▶ TASK DETAILS
State only how many lines of the records contain the string "brick".
________
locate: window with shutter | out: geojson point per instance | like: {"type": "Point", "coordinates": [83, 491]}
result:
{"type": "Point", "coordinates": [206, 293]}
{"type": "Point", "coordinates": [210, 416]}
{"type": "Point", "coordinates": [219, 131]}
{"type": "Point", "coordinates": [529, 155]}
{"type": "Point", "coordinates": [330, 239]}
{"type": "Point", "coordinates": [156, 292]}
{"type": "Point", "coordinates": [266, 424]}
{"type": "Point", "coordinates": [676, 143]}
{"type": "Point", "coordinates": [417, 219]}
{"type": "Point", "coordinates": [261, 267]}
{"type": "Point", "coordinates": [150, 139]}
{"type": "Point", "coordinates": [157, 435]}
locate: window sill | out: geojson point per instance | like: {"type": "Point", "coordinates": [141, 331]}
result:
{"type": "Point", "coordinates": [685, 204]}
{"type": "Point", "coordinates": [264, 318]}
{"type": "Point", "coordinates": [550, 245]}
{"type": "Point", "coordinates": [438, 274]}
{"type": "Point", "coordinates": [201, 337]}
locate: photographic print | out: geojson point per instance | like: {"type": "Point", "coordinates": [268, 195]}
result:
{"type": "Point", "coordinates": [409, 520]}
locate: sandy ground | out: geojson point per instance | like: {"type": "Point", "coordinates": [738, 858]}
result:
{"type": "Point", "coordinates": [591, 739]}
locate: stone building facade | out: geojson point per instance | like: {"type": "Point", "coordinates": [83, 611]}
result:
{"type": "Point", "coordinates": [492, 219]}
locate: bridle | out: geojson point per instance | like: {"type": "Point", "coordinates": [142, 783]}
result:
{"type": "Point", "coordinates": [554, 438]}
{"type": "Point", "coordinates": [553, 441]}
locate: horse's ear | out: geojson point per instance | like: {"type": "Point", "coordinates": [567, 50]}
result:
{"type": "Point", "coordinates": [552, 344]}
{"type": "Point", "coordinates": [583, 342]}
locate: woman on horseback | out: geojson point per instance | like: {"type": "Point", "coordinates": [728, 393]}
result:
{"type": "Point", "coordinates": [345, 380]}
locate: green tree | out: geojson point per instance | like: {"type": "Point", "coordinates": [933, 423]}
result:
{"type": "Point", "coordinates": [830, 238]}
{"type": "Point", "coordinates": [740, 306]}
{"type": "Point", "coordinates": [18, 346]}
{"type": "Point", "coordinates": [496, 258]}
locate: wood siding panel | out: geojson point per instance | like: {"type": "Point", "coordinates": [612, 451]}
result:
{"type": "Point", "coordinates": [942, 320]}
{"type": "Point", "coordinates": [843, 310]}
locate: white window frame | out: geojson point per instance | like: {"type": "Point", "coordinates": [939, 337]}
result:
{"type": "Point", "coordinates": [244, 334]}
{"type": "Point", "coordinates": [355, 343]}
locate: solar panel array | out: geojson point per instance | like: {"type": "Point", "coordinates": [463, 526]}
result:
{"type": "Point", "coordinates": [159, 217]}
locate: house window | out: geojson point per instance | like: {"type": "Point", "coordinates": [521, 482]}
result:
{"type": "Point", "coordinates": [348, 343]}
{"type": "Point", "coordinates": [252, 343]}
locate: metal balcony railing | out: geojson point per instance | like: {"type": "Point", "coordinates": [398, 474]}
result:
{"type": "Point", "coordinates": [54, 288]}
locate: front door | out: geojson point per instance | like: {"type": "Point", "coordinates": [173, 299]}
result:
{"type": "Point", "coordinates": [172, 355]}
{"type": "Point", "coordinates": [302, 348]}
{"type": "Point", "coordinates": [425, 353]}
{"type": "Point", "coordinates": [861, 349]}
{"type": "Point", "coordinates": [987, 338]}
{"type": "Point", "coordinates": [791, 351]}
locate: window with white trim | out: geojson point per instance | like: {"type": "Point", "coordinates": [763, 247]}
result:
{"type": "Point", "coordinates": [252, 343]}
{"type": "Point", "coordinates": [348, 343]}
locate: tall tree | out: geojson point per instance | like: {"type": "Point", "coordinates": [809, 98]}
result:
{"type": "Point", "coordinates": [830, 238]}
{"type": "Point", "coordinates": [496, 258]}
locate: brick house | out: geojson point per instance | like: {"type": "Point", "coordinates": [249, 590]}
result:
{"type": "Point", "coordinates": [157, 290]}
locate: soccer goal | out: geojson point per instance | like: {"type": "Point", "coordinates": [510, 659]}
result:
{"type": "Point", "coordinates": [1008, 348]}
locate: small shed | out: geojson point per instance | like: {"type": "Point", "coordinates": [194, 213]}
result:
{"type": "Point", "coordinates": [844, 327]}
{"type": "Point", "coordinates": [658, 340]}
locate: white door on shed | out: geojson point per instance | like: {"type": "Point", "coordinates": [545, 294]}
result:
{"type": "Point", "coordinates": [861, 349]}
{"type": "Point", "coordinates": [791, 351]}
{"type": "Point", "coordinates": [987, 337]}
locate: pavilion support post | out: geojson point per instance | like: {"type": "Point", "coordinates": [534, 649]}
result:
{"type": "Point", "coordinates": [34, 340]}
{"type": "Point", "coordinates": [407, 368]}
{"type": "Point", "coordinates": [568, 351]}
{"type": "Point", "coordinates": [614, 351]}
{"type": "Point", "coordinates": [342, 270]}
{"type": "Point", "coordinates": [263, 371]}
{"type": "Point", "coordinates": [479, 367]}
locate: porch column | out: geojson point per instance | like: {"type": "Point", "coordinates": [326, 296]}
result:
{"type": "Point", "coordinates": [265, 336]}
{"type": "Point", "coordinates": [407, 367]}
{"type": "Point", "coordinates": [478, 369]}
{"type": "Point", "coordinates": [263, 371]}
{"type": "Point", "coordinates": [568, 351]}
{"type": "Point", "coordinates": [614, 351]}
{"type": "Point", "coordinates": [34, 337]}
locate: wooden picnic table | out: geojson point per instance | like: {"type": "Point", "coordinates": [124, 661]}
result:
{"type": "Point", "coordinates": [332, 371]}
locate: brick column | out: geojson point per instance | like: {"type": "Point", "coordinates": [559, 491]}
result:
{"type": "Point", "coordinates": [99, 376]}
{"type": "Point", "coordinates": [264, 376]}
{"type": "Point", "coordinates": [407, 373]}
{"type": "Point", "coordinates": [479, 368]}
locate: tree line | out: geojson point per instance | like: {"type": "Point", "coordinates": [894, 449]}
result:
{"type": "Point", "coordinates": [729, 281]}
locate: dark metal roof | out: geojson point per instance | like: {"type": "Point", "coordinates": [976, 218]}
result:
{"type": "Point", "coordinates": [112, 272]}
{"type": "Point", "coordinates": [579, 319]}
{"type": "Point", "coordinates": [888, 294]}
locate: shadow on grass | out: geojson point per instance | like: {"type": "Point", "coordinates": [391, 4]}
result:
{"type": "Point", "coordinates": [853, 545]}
________
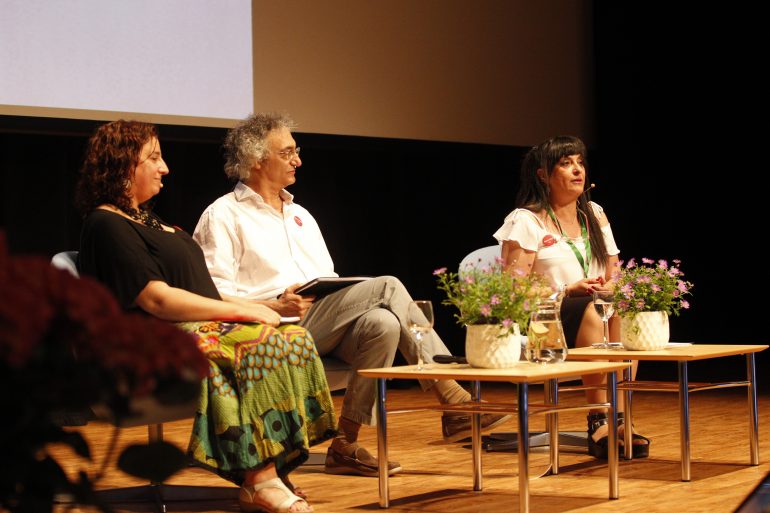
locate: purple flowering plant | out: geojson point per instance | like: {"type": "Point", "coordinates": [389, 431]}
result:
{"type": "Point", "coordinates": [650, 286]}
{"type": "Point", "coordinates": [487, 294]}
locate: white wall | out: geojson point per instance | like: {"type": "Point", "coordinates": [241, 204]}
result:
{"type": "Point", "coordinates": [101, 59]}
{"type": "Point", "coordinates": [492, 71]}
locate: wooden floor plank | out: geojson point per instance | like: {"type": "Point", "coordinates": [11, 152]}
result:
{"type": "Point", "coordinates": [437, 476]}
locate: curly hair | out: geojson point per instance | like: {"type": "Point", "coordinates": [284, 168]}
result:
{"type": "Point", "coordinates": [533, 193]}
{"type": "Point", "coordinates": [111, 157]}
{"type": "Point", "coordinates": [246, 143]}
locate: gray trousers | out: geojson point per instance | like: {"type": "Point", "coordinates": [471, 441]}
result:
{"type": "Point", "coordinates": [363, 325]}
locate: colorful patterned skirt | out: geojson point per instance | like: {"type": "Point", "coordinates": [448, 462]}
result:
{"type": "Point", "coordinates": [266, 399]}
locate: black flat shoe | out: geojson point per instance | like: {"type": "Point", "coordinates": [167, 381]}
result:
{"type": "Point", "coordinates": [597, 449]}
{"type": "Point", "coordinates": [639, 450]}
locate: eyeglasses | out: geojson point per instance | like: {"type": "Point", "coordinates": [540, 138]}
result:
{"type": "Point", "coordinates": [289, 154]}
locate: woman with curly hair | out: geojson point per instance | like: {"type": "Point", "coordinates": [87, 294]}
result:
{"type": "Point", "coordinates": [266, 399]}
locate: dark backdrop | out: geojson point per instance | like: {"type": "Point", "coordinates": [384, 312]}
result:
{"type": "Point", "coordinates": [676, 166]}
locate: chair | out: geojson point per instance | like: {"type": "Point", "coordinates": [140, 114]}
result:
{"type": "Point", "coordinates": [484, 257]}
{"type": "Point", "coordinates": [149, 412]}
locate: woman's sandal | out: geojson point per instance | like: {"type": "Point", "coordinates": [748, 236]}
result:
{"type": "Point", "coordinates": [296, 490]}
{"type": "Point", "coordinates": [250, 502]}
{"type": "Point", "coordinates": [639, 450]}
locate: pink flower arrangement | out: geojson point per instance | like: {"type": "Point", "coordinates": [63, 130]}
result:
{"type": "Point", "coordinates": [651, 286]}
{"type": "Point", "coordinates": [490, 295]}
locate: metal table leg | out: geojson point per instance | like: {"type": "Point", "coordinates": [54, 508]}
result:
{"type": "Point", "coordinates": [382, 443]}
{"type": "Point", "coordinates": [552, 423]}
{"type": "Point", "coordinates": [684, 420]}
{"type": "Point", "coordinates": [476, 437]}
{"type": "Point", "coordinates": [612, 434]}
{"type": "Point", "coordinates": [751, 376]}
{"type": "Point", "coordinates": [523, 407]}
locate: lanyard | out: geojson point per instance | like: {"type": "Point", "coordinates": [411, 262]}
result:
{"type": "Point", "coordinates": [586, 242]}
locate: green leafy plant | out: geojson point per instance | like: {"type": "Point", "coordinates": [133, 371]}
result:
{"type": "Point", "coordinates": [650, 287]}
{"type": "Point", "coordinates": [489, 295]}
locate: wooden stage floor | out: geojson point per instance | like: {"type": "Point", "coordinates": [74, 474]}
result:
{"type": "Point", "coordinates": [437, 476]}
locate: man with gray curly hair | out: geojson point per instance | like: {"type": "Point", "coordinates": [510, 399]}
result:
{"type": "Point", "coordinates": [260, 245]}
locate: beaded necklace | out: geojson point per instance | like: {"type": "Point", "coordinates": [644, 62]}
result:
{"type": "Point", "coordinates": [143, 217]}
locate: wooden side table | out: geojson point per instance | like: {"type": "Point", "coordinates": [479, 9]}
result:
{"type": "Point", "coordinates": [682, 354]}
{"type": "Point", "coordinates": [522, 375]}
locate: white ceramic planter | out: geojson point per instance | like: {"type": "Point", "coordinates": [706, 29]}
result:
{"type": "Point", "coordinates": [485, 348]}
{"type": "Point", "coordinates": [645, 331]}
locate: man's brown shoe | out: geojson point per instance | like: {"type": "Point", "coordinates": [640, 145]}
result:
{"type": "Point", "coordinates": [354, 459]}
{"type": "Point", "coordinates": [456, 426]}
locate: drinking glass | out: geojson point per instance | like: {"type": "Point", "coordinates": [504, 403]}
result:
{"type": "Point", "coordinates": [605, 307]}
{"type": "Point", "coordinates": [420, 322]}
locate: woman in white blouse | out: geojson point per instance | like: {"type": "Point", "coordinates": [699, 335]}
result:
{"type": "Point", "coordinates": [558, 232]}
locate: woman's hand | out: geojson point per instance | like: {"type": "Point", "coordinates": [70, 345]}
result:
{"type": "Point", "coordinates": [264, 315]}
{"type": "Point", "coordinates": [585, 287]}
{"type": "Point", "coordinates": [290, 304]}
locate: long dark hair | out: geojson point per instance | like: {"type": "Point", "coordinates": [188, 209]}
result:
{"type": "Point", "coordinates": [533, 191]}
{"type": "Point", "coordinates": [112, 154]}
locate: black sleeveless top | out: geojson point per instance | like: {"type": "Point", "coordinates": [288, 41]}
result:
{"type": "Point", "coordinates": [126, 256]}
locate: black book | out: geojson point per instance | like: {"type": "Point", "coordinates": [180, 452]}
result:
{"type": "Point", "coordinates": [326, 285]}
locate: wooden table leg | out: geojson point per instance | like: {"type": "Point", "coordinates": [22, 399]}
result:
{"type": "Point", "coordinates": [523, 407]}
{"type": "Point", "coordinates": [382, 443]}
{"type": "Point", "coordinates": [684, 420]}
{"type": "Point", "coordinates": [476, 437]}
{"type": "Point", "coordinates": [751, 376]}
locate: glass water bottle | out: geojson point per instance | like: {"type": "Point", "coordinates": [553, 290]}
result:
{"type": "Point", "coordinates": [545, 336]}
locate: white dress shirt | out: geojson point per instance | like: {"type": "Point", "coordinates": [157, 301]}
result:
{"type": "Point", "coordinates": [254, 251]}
________
▶ COMPLETED TASK
2